* [Task objective]
Reproduce every line from the one containing "snow bank, which" through the end of the data, offsetting each coordinate value by +88. Omit the pictures from the output.

* [Image point annotation data]
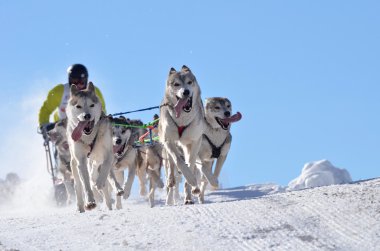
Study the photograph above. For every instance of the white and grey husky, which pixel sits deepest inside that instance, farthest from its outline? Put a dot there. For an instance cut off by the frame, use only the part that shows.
(125, 133)
(59, 138)
(89, 135)
(216, 140)
(181, 126)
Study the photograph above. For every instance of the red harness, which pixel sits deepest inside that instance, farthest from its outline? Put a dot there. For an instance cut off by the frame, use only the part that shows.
(181, 129)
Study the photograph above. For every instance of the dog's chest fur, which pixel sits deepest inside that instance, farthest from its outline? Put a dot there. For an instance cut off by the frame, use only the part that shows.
(215, 142)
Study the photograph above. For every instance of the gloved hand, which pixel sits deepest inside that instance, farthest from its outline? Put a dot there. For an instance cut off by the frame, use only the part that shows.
(45, 128)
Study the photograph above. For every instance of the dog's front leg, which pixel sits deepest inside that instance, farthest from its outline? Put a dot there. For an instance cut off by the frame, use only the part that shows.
(83, 172)
(218, 168)
(77, 185)
(193, 151)
(119, 175)
(172, 150)
(131, 177)
(141, 175)
(207, 172)
(104, 171)
(116, 184)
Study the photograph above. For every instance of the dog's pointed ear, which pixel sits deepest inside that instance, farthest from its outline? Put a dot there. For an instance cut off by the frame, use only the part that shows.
(172, 71)
(64, 122)
(185, 69)
(91, 87)
(73, 90)
(122, 118)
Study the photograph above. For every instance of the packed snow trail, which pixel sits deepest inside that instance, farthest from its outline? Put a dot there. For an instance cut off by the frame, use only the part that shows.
(257, 217)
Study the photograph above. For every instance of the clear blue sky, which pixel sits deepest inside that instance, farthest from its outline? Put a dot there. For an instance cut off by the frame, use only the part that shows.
(304, 74)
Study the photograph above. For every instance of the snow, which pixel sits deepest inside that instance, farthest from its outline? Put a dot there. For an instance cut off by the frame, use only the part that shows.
(319, 173)
(252, 217)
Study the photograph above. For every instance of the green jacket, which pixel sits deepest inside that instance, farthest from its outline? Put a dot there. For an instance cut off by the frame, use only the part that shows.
(54, 101)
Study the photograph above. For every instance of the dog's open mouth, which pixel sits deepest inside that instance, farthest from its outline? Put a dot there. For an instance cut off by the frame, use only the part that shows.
(85, 127)
(65, 145)
(225, 123)
(118, 149)
(184, 104)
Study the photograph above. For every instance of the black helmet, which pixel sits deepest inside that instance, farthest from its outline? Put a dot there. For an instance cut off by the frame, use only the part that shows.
(77, 71)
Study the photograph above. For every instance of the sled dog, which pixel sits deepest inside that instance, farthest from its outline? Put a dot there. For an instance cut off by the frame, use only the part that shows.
(216, 140)
(181, 126)
(59, 138)
(125, 133)
(89, 135)
(153, 161)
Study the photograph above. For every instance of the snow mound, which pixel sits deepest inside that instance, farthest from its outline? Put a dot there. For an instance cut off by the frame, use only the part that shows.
(319, 173)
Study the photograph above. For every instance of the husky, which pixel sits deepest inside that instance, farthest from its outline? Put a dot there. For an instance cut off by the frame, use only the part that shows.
(153, 161)
(216, 140)
(125, 133)
(59, 138)
(181, 126)
(89, 135)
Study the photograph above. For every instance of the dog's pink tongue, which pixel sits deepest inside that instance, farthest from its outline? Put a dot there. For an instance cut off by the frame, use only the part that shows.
(116, 148)
(178, 107)
(77, 133)
(234, 118)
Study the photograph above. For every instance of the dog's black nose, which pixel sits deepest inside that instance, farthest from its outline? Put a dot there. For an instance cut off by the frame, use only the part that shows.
(186, 93)
(87, 116)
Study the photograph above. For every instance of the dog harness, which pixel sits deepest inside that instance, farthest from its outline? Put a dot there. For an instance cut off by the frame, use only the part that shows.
(215, 150)
(126, 148)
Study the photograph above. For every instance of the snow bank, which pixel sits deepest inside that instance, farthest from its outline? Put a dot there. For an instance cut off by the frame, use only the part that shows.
(319, 173)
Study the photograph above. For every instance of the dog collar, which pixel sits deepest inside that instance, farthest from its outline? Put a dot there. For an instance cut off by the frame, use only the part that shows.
(215, 150)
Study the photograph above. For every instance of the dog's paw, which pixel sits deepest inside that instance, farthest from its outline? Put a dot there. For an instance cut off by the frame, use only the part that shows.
(171, 182)
(142, 191)
(126, 195)
(90, 205)
(160, 184)
(195, 191)
(201, 199)
(100, 185)
(189, 202)
(214, 182)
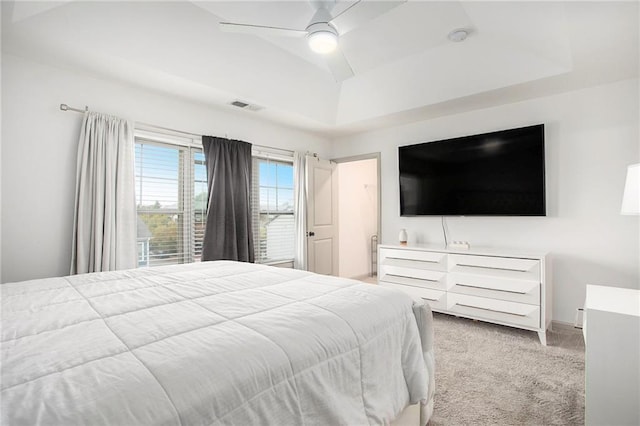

* [Solved exercise]
Study the photograph above. For every instance of the snow bank, which pixel sits deepest inside that instance, farthest from its outline? Put a dot there. For an instance cut off by the frame, use only the part that shows.
(407, 261)
Study the photograph above. For every instance of the dog collar, which pixel sits deepest inside that instance, farthest from its outline? Put a dot there. For an instance cut off by the frame, use only the part that shows.
(303, 238)
Study the photograph above. For every instance of the dog's paw, which pixel sits deepest inside that instance, farthest from its outline? Put a dot there. For an instance cut off by the frame, use only the part that shows.
(259, 270)
(230, 279)
(214, 283)
(178, 293)
(248, 272)
(283, 279)
(289, 287)
(188, 273)
(277, 290)
(302, 270)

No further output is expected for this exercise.